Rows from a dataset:
------------------------

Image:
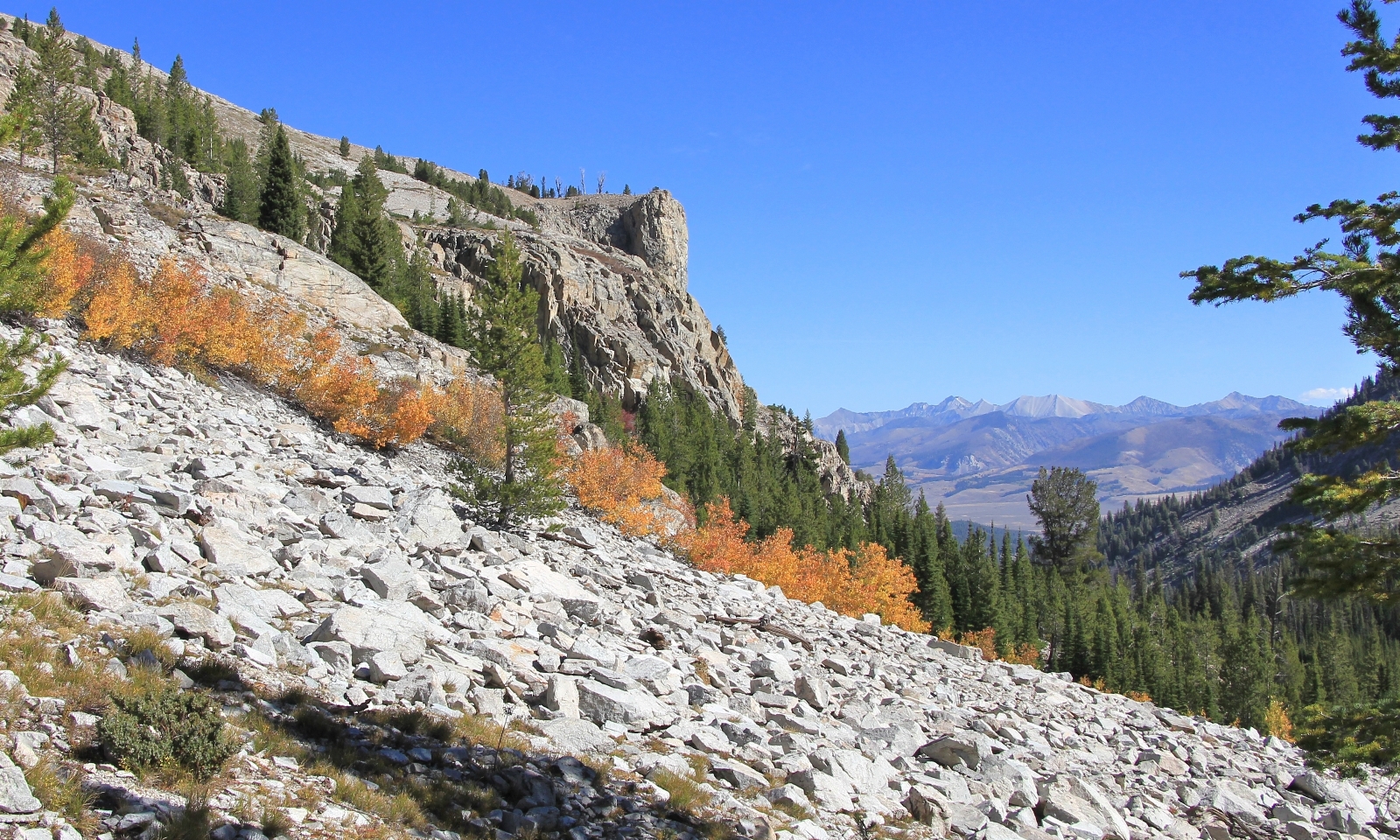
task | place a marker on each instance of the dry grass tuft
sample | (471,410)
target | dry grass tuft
(60,790)
(686,794)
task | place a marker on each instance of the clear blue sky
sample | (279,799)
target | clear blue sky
(888,202)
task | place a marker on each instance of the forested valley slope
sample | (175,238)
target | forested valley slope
(345,494)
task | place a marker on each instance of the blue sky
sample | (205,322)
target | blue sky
(888,202)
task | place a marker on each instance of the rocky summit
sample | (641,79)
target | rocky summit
(380,665)
(308,567)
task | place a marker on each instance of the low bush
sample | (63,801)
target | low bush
(850,583)
(164,728)
(622,486)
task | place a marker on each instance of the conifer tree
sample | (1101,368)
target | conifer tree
(556,373)
(1064,500)
(280,209)
(242,188)
(366,242)
(25,375)
(504,342)
(58,111)
(21,122)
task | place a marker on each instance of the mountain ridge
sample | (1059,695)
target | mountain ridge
(979,458)
(1050,405)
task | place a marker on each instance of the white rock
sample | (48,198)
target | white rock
(105,594)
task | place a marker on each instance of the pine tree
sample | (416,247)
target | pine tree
(504,342)
(60,112)
(21,123)
(242,188)
(556,373)
(280,209)
(25,375)
(1064,500)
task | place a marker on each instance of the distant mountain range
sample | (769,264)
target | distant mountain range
(979,458)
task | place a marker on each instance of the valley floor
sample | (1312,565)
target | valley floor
(564,681)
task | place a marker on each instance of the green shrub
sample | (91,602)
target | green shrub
(165,728)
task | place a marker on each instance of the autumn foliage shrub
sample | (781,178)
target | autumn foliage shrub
(177,317)
(622,486)
(69,270)
(850,583)
(469,417)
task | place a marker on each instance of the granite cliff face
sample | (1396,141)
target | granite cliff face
(305,578)
(611,270)
(612,279)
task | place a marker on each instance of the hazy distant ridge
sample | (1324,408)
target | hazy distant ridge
(979,458)
(1054,405)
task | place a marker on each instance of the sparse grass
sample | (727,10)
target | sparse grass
(699,765)
(480,730)
(149,646)
(32,639)
(793,809)
(686,794)
(402,798)
(60,790)
(415,723)
(716,830)
(275,822)
(210,671)
(602,766)
(167,214)
(193,822)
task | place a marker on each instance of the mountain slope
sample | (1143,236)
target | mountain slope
(1234,522)
(980,458)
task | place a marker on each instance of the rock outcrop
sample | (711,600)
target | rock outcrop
(611,270)
(221,518)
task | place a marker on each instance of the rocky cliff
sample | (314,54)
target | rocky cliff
(391,668)
(319,583)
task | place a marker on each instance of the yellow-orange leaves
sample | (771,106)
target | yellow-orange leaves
(177,317)
(850,583)
(469,416)
(620,486)
(69,270)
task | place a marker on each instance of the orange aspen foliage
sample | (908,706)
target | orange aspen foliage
(469,417)
(1278,721)
(618,483)
(335,387)
(69,270)
(984,640)
(177,317)
(850,583)
(107,314)
(399,415)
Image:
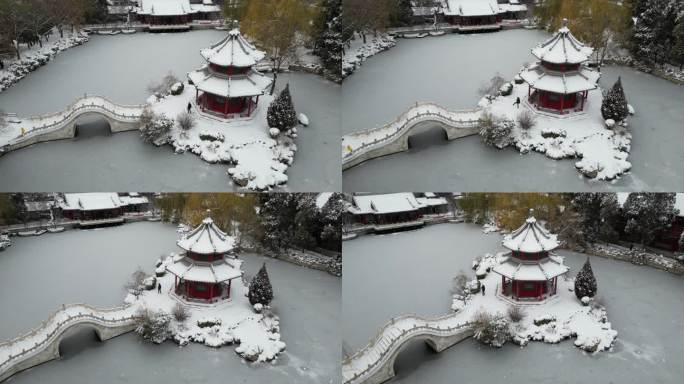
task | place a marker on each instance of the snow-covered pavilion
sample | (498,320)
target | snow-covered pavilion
(478,14)
(560,81)
(204,272)
(530,272)
(228,85)
(166,14)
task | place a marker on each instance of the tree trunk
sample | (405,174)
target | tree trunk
(276,67)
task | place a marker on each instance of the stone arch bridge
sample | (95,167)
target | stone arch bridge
(42,344)
(374,363)
(393,137)
(62,125)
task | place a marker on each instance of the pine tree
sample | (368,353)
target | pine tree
(647,214)
(330,41)
(678,48)
(281,112)
(260,290)
(614,105)
(585,282)
(402,14)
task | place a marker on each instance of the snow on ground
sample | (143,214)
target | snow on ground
(560,317)
(257,334)
(258,161)
(35,57)
(358,52)
(602,152)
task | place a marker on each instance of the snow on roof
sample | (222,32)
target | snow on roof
(234,50)
(252,84)
(322,199)
(471,8)
(386,203)
(570,82)
(206,238)
(91,201)
(563,47)
(531,237)
(431,201)
(133,200)
(544,270)
(215,272)
(165,7)
(513,7)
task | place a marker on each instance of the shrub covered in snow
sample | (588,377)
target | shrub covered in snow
(164,87)
(614,104)
(491,88)
(260,290)
(154,326)
(496,132)
(506,89)
(491,329)
(585,282)
(154,128)
(281,112)
(515,313)
(526,119)
(177,88)
(180,312)
(135,284)
(186,121)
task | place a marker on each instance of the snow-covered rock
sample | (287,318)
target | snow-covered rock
(303,119)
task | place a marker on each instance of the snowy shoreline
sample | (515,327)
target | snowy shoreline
(558,318)
(232,322)
(16,70)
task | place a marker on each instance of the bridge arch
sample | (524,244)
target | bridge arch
(423,338)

------------------------

(Task): Without the pictures, print the whole listing exactly as given.

(Worked solution):
Image:
task | place a marker on each instance of the dry grass tuft
sample | (471,410)
target | dry grass tuft
(60,790)
(686,794)
task | place a marker on each instance of the clear blue sky
sample | (279,799)
target | clear blue sky
(888,202)
task | place a marker on each instance of the forested valley slope
sample | (175,238)
target | forested valley slope
(345,494)
task | place a marker on each instance of the blue sky
sample | (205,322)
target | blue sky
(888,202)
task | place a marker on each instance of the rocky summit
sample | (641,79)
target | rocky summit
(380,665)
(308,567)
task | place a marker on each instance of the low bush
sample | (63,801)
target | low bush
(850,583)
(164,728)
(622,486)
task | place a marker on each instance of the conifer tree
sample | (1101,368)
target | conifer tree
(556,373)
(1064,500)
(280,209)
(242,188)
(366,242)
(25,375)
(504,342)
(58,111)
(21,122)
task | place a marker on each instance of the mountain ridge
sample | (1059,695)
target | mountain ridge
(979,458)
(1050,405)
task | place a marker on each instance of the white rock
sample | (48,198)
target | white rock
(105,594)
task | place a marker on each instance of the pine tree
sample | (416,247)
target | pine tree
(504,342)
(60,112)
(21,123)
(242,188)
(556,373)
(280,209)
(25,375)
(1064,500)
task | place a marker on each instance of the distant mountain range
sample | (769,264)
target | distant mountain range
(979,458)
task | place a marker on each instance of the valley floor
sample | (1312,565)
target | valley floor
(564,681)
task | place a marker on each instance of the green shrub
sample | (91,602)
target | green shrub
(165,728)
task | place a marker on each instance of the autumn foliage shrub
sample | (781,178)
target | autumn foliage shrub
(177,317)
(622,486)
(69,270)
(850,583)
(469,417)
task | place a marker on each instance of the granite cliff face
sample | (1396,141)
target | granite cliff face
(305,578)
(611,270)
(612,279)
task | place a marker on each instance of the hazy distant ridge
sample | (1324,408)
target | hazy distant ridge
(979,458)
(1054,405)
task | place a marker on each instance of the sparse grass
sample | (727,10)
target | sparse grass
(699,765)
(480,730)
(149,646)
(32,639)
(793,809)
(686,794)
(402,798)
(60,790)
(415,723)
(716,830)
(275,822)
(210,671)
(602,766)
(167,214)
(193,822)
task | place a marker on each instance of the mountain slope
sample | (1143,236)
target | mountain slope
(1234,522)
(980,458)
task | place a marker on each instance of the rock outcrop
sample | (711,600)
target | rock outcrop
(611,270)
(221,518)
task | place a marker on each instance of the rocky cliff
sample | (314,54)
target | rocky cliff
(391,668)
(319,583)
task | place a marker on each instance of the yellow-orange leaves
sample | (771,106)
target | yellow-orange leaves
(177,317)
(850,583)
(469,416)
(620,486)
(69,270)
task | place a marker on each instance of the orange aspen foliage
sample | (908,706)
target | orange aspen foliage
(469,417)
(1278,721)
(618,483)
(335,387)
(69,270)
(984,640)
(177,317)
(850,583)
(107,314)
(399,415)
Image:
task | place a marker on each instance of the snow-covered pavilion
sample | (498,320)
target | snow-covered pavilion
(478,14)
(560,81)
(204,272)
(530,272)
(228,85)
(166,14)
task | place a marker on each instance of the tree trunk
sample | (405,174)
target | tree trunk
(276,67)
task | place a marker on each instance of the stone arch bridge
sample | (95,167)
target | stone arch bridge
(42,344)
(374,363)
(393,137)
(62,125)
task | place a marker on each instance of the pine tree
sample | (368,353)
target | pine tree
(647,214)
(330,41)
(678,48)
(281,112)
(260,290)
(614,105)
(585,282)
(402,14)
task | place a marker on each instance of the snow on ground
sample | (143,214)
target | snow on ground
(560,317)
(257,334)
(258,161)
(35,57)
(358,52)
(602,152)
task | place a marker on each instance of the snow on roof
sample | (222,32)
target | snow on roof
(234,50)
(252,84)
(322,199)
(471,8)
(386,203)
(570,82)
(206,238)
(91,201)
(563,47)
(531,237)
(431,201)
(133,200)
(544,270)
(215,272)
(165,7)
(513,7)
task | place a marker on each instance of the shrub covered in snow
sample | (588,377)
target | shrub covered in snow
(164,87)
(614,104)
(491,88)
(260,290)
(154,326)
(496,132)
(506,89)
(491,329)
(585,282)
(154,128)
(281,112)
(515,313)
(526,119)
(177,88)
(180,312)
(135,284)
(186,121)
task | place a marker on each instance of the snow-covered rock
sample | (287,318)
target | snow-covered rock
(303,119)
task | place a marker on each instance of the snowy shoreline
sample | (515,327)
target | snowy shoreline
(558,318)
(232,322)
(16,70)
task | place a marker on each instance of the bridge arch
sample | (524,244)
target | bridge arch
(423,338)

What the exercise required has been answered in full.